> [OBJECTIF 1]
Répondez à ces questions d'après l'extrait sur la distribution :
(a) À quel rôle un blâme est-il décerné ?
(b) De quelle couleur est le costume mentionné dans l'extrait ?
(c) Quelle danseuse l'extrait nomme-t-il comme celle qui avait été vue dans ce rôle la première fois ?
---------- TEXTE SOURCE ----------
La distribution (des prix)

 

Commençons d’abord par les mauvais points pour ne pas finir sur une note sévère.

 

Un blâme est décerné à Myrtha. Quand j’ai vu le programme, j’ai regretté que les misérables nous aient collé Cozette. Maintenant qu’ils l’ont nommée étoile, il faut bien qu’ils la distribuent, de préférence là où elle ne fera pas trop de ravages. Le problème, justement, c’est que le rôle de Myrtha en exige. Palpat’ s’extasie d’incrédulité : « Mais elle n’a rien compris au film ! Elle n’a pas l’air de savoir qu’elle est censée être à la tête d’une armée de zombie. » Elle n’a pas un charisme démesuré (il n’est pas impossible d’y lire un understatement, si vous êtes très méchants), et les seules frayeurs qu’elle aurait pu nous inspirer auraient été techniques, mais force est de reconnaître qu’elle a été très rassurante de ce côté-là (vous voyez que je peux être une Myrtha aussi gentille que la sienne – j’ajouterais même dans un élan de bonté qu’elle a le visage sombre de l’emploi et le costume blanc). Rien de terrible (dans toutes les acceptions), elle est simplement transparente (idem). Au lieu de régenter son royaume d’un pied de fer dans un chausson de satin et d’organiser le bal des fantômes, elle paraît presque rassurée lorsqu’ils apparaissent : ils la protègent, on la verra moins. Rien à voir avec Delphine Moussin que j’avais vu dans ce rôle la première fois – maintenant, comme elle a vieilli, elle a le droit de jouer les jeunes premières.
----------
> [OBJECTIF 2]
Affichez chacune des lignes ci-dessous qui contiennent le mot « concrete ».
---------- LES DONNÉES ----------
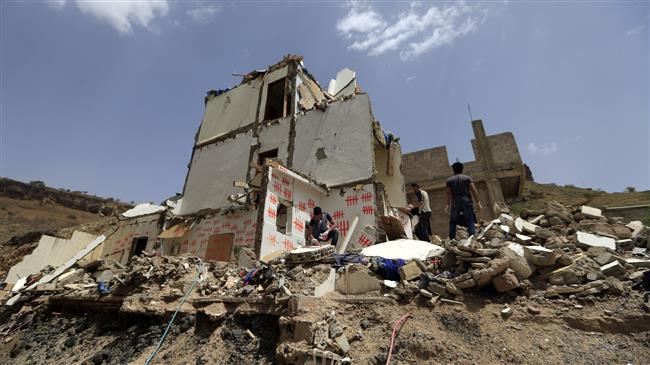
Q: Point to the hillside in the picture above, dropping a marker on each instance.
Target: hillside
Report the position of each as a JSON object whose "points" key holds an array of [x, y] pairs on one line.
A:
{"points": [[34, 207], [536, 196], [28, 210]]}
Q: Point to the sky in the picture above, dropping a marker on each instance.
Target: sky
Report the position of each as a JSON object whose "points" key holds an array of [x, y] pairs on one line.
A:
{"points": [[106, 96]]}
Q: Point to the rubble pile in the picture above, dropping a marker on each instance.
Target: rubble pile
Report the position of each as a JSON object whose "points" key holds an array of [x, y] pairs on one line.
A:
{"points": [[559, 251]]}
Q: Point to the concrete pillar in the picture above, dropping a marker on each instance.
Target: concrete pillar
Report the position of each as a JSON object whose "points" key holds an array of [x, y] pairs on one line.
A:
{"points": [[486, 158]]}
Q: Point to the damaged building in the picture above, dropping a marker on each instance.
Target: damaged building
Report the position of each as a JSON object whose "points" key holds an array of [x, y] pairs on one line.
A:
{"points": [[498, 173], [266, 153]]}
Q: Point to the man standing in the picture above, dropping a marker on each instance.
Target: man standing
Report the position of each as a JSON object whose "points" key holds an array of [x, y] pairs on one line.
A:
{"points": [[321, 228], [423, 228], [460, 192]]}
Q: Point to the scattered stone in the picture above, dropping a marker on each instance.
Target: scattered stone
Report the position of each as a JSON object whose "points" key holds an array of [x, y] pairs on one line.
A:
{"points": [[506, 312], [614, 268], [506, 281]]}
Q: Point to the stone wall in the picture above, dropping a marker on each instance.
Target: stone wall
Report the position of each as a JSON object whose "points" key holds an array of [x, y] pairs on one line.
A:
{"points": [[430, 168]]}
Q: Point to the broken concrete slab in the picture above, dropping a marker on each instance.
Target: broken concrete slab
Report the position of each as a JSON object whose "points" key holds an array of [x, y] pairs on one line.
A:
{"points": [[404, 249], [326, 286], [523, 239], [541, 256], [356, 279], [410, 271], [614, 268], [625, 245], [586, 240], [638, 262], [506, 281], [634, 225]]}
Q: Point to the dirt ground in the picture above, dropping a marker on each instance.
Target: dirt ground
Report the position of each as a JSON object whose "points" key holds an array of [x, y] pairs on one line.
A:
{"points": [[611, 330], [18, 217]]}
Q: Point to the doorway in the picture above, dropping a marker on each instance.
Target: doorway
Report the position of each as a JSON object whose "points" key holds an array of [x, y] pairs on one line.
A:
{"points": [[219, 247], [139, 245]]}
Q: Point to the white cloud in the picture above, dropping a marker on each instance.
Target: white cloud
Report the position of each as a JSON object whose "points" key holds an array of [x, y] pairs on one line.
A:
{"points": [[413, 33], [634, 31], [203, 14], [123, 15], [543, 149]]}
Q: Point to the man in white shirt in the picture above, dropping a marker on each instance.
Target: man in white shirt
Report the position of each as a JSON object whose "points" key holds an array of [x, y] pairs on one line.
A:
{"points": [[423, 228]]}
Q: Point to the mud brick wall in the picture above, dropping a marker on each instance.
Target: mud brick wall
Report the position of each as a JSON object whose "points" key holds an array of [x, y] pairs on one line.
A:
{"points": [[425, 165], [504, 150]]}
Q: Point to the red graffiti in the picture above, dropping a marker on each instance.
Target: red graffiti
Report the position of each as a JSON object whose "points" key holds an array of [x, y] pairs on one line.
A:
{"points": [[364, 241], [298, 225], [366, 197], [273, 199], [343, 226], [368, 209], [339, 214], [271, 213], [287, 194], [352, 200], [288, 245]]}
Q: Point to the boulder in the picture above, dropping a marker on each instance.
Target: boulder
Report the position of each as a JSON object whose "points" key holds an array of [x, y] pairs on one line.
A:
{"points": [[614, 269], [541, 256], [506, 281], [517, 262], [544, 233]]}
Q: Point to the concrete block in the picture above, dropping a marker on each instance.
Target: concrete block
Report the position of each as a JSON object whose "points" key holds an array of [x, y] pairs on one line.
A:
{"points": [[604, 258], [506, 281], [70, 277], [638, 262], [541, 256], [634, 225], [523, 239], [326, 286], [518, 263], [586, 240], [536, 219], [625, 245], [591, 211], [410, 271], [614, 268], [356, 279]]}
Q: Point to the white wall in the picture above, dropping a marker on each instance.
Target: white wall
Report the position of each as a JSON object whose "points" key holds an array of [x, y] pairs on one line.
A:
{"points": [[393, 185], [231, 110], [51, 251], [276, 136], [118, 245], [344, 132], [213, 169], [303, 198], [241, 223]]}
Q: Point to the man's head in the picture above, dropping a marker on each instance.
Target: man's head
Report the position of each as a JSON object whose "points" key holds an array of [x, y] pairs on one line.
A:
{"points": [[457, 167], [318, 212]]}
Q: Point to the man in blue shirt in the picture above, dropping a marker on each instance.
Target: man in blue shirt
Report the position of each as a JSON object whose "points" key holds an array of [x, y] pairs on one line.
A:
{"points": [[321, 228], [460, 192]]}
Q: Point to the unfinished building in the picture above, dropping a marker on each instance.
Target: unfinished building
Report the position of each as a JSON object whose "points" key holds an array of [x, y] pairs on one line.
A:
{"points": [[498, 173]]}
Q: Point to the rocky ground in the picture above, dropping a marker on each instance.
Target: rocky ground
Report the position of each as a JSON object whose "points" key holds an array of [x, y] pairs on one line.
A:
{"points": [[608, 332], [530, 293]]}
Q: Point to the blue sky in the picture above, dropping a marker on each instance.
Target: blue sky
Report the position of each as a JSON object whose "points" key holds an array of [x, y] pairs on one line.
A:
{"points": [[106, 97]]}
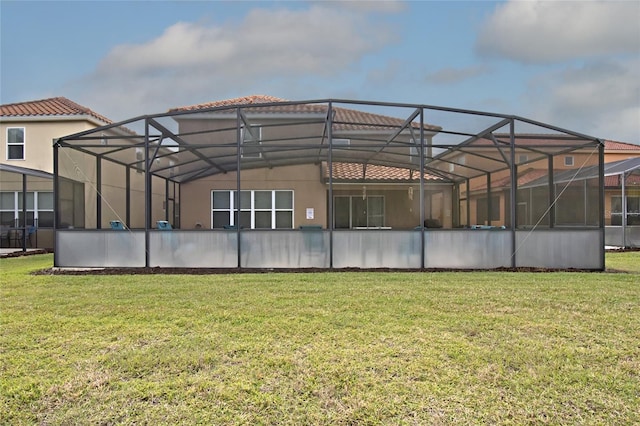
----------
> [CORRIGÉ 1]
(a) À Myrtha.
(b) Blanc.
(c) Delphine Moussin.

> [CORRIGÉ 2]
Q: Point to the concrete pillar in the picture above, dropping a marker on each instance.
Target: concrete pillar
Q: Point to the broken concrete slab in the picture above, dropping a marker on each instance.
Target: broken concrete slab
Q: Point to the concrete block in the picture above, dropping a marker on each instance.
Target: concrete block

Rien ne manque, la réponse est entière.